**Required actions:**
A. According to the passage on L-arginine supplementation, what daily oral dose did Lekakis and colleagues give to patients with essential hypertension?
B. Reproduce word for word the part of the passage on L-arginine supplementation starting at "In a study conducted on" and ending at "essential hypertension ²³.".

**Exercise passage:**
◇ ◇ ◇ ◇ ◇ ◇ ◇
In a study conducted on people with type 2 diabetes, L-arginine supplementation reduced systolic and diastolic blood pressure, results that are inconsistent with our results ³². However, a study by Lerman et al., found that L-arginine supplementation over 6 months had no significant effect on systolic and diastolic blood pressure in humans, which is in line with our study ²⁴. Lekakis and colleagues found similar results where a daily 6 g oral dose of L-arginine did not have a significant effect on blood pressure of patients with essential hypertension ²³.

Siani et al. lowering blood sugar, lowering blood pressure, increasing HDL, cholesterol and triglycerides and decreased following administration of L-arginine supplementation reported, that the results of this study agree with our study ¹⁹. In a study conducted in 2008 by Boger et al., supplementation with L-arginine improved the function of the cardiovascular system in patients on hemodialysis ³². Several studies that were carried out on humans and male C57BL/6 mice have shown that L-arginine supplementation may be considered a new treatment for metabolic disorders and also has an effect of lowering blood pressure, adipose tissue and weight and improves insulin sensitivity ^{33– 35}. In a study conducted by Martina et al. L-arginine supplementation of 2.1 g per day in combination with N-acetylcysteine at a dose of 2.1 g per day for 6 months has been shown to improve endothelial function ³⁶.
◇ ◇ ◇ ◇ ◇ ◇ ◇
**The data:**
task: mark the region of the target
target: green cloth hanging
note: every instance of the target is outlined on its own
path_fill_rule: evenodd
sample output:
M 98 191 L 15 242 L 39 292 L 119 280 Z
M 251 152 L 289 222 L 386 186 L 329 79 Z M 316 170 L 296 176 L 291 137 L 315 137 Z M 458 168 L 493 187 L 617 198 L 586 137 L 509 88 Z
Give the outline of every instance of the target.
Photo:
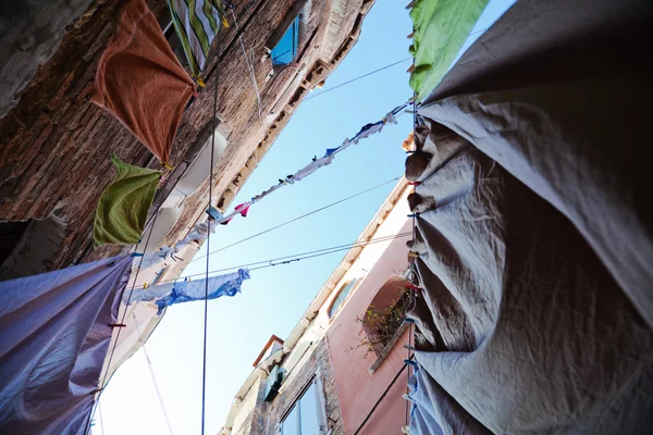
M 147 212 L 161 179 L 159 171 L 133 166 L 115 154 L 111 156 L 111 162 L 118 170 L 118 176 L 107 186 L 98 202 L 93 227 L 96 247 L 140 241 Z
M 410 54 L 415 58 L 410 87 L 418 101 L 428 97 L 444 77 L 486 4 L 488 0 L 416 1 L 410 11 Z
◇ ◇ ◇ ◇ ◇ ◇ ◇
**Results for each task:**
A. They gave a daily oral dose of 6 g of L-arginine.

B.
In a study conducted on people with type 2 diabetes, L-arginine supplementation reduced systolic and diastolic blood pressure, results that are inconsistent with our results ³². However, a study by Lerman et al., found that L-arginine supplementation over 6 months had no significant effect on systolic and diastolic blood pressure in humans, which is in line with our study ²⁴. Lekakis and colleagues found similar results where a daily 6 g oral dose of L-arginine did not have a significant effect on blood pressure of patients with essential hypertension ²³.